§ **Supplied material**:
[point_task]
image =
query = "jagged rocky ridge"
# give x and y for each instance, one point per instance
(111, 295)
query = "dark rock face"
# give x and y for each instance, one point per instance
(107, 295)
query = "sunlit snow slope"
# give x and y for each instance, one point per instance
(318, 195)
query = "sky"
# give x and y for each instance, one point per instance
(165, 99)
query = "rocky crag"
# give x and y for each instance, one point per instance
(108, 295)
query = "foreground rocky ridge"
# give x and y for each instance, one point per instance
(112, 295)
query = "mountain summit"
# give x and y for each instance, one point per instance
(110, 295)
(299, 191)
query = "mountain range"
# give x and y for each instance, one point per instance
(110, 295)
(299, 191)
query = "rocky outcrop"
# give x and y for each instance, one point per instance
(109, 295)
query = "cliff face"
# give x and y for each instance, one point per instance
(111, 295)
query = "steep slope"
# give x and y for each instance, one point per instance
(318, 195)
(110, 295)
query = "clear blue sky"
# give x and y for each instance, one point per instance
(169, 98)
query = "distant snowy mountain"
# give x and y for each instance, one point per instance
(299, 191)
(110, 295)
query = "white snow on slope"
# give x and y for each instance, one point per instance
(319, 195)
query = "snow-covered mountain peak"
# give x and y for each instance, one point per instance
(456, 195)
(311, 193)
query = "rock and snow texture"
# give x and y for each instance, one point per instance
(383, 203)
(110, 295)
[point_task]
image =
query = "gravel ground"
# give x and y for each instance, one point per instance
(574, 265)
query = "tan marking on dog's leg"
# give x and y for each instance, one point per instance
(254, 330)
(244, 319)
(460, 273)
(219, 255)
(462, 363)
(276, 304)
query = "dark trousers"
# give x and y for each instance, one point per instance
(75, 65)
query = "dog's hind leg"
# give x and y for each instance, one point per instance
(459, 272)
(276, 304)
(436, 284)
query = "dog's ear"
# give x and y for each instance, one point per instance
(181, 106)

§ **Goal of the exercise**: Pull every line containing the word "face" out of the entries above.

§ **Result of this task**:
query = "dark rock face"
query = "cliff face"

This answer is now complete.